**To be done**
**1)** According to the email thread about the JSON parser, what should the token count be limited to?
**2)** List every quantity of memory, token count, or time that the email thread about the JSON parser gives.

Eric Blake <ebl...@redhat.com> writes:

> On 10/29/2015 06:44 AM, Markus Armbruster wrote:
>> Commit 29c75dd "json-streamer: limit the maximum recursion depth and
>> maximum token count" attempts to guard against excessive heap usage by
>> limiting total token size (it says "token count", but that's a lie).
>> 
>> Total token size is a rather imprecise predictor of heap usage: many
>> small tokens use more space than few large tokens with the same input
>> size, because there's a constant per-token overhead.
>> 
>> Tighten this up: limit the token count to 128Ki.
>> 
>> If you think 128Ki is too stingy: check-qjson's large_dict test eats a
>> sweet 500MiB and pegs a core for four minutes on my machine to parse
>> ~100K tokens.  Absurdly wasteful.
>
> Sounds like we have some quadratic (or worse) scaling in the parser.
> Worth fixing some day, but I also agree that we don't have to tackle it
> in this series.

I believe it's linear with a criminally negligent constant (several KiB
per token).  The first hog is actually fairly obvious: we use on QDict
per token.

**Point labeling dataset excerpts**
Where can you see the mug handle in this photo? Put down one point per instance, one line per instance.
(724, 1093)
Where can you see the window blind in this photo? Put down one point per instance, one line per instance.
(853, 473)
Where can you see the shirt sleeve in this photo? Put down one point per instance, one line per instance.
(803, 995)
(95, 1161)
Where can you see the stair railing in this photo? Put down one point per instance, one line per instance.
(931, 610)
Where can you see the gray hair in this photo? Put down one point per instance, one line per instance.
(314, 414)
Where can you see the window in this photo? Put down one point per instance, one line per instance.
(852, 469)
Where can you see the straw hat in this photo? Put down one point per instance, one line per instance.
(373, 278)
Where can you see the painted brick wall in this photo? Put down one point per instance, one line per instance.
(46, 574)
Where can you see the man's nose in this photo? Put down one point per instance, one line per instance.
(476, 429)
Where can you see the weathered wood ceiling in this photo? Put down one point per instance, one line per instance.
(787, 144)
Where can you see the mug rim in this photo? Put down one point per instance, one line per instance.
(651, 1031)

**Task responses**
**1)** 128Ki tokens.

**2)**
- 128Ki (the proposed token count limit)
- 500MiB (memory eaten by check-qjson's large_dict test)
- four minutes (how long that test pegs a core)
- ~100K tokens (what the test parses)
- several KiB per token (the per-token constant)